-------- Available records

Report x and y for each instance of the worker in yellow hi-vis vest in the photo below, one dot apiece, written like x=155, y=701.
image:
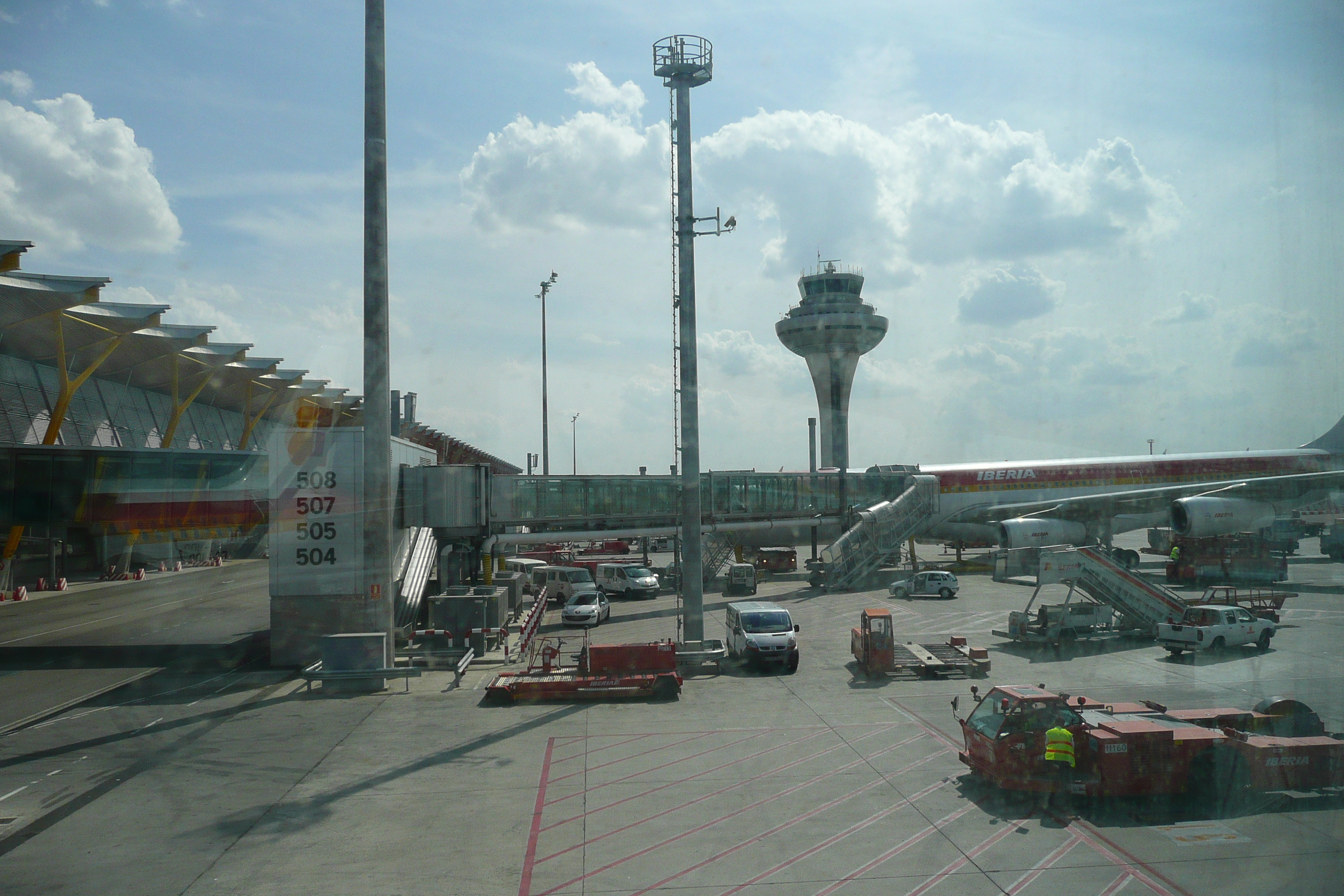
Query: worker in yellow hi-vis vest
x=1059, y=765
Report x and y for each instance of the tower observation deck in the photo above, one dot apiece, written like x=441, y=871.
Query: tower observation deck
x=832, y=327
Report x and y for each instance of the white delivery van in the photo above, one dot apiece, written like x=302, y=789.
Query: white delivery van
x=761, y=632
x=524, y=566
x=562, y=583
x=627, y=581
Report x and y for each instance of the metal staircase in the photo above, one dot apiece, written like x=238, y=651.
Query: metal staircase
x=718, y=549
x=420, y=563
x=1111, y=583
x=879, y=534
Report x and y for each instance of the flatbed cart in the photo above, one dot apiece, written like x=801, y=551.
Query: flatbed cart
x=603, y=672
x=878, y=652
x=1261, y=602
x=694, y=656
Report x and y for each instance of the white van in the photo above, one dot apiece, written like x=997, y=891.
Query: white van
x=763, y=632
x=562, y=583
x=524, y=566
x=627, y=581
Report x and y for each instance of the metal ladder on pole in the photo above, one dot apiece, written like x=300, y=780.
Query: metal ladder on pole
x=420, y=563
x=718, y=550
x=879, y=534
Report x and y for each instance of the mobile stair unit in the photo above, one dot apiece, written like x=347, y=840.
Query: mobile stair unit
x=1123, y=602
x=879, y=534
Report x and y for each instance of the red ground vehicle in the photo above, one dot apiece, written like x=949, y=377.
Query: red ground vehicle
x=1140, y=749
x=878, y=652
x=1229, y=558
x=603, y=671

----------------

-- What needs to be done --
Repeat every one of the lines above word for word, but leave the pictures out.

-- Completed task --
Report x and y for each instance of the worker in yellow hi-vis vest in the photo below, one dot apiece, written like x=155, y=701.
image:
Query: worker in yellow hi-vis vest
x=1059, y=765
Report x and y for each instance of the tower observation deck in the photo above, one dot apiece, written like x=441, y=871.
Query: tower observation deck
x=832, y=327
Report x and y for each instance of the white delivery van in the photo above, one dot apiece, written like x=302, y=789.
Query: white delivery van
x=761, y=632
x=524, y=566
x=562, y=583
x=627, y=581
Report x and y for each instance of the metal staircase in the photo above, one dot apiece, written like x=238, y=651.
Query: metal staircase
x=718, y=549
x=420, y=563
x=1111, y=583
x=879, y=534
Report x and y for each instance of the flatbed cart in the photo above, one dot apiece, written like x=801, y=551.
Query: flatbed cart
x=603, y=672
x=878, y=652
x=1261, y=602
x=694, y=656
Report x and y for each instance of the white van in the photo above, one dot apiece, written like x=997, y=891.
Query: white van
x=763, y=632
x=562, y=583
x=524, y=566
x=627, y=581
Report x and y for each instance of the metal ladder on pole in the photo above, one dot apiece, written like x=300, y=780.
Query: metal ladder on pole
x=420, y=563
x=718, y=550
x=879, y=534
Report x and y for each instance of the mobile stair unit in the photo above, one dot apiece, written like x=347, y=840.
Query: mobile stair unit
x=1123, y=602
x=879, y=534
Report x and y for each instance of the red ground vehicle in the photo above, one dot apiece, written like x=949, y=377.
Query: red ground vehicle
x=1140, y=749
x=878, y=652
x=1229, y=558
x=603, y=671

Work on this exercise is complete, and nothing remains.